Listed entries>
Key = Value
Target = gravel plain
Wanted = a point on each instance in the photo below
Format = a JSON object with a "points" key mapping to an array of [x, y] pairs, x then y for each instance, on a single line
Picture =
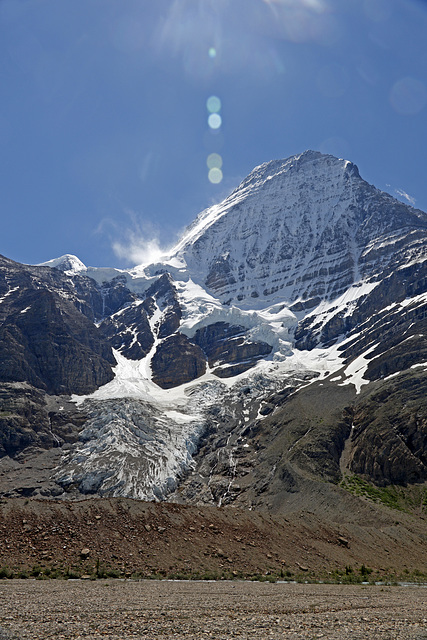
{"points": [[121, 610]]}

Exercise description>
Lines from the one containing "Wanted = a point" through the end of the entries above, both included, are to be written out exactly; no pictures and no other lines.

Output below>
Wanted = a point on each instance in the photo below
Format = a JSON object with a "points" key mapping to an array of [x, y] pairs, x then y for each instance, on a single line
Picture =
{"points": [[121, 610]]}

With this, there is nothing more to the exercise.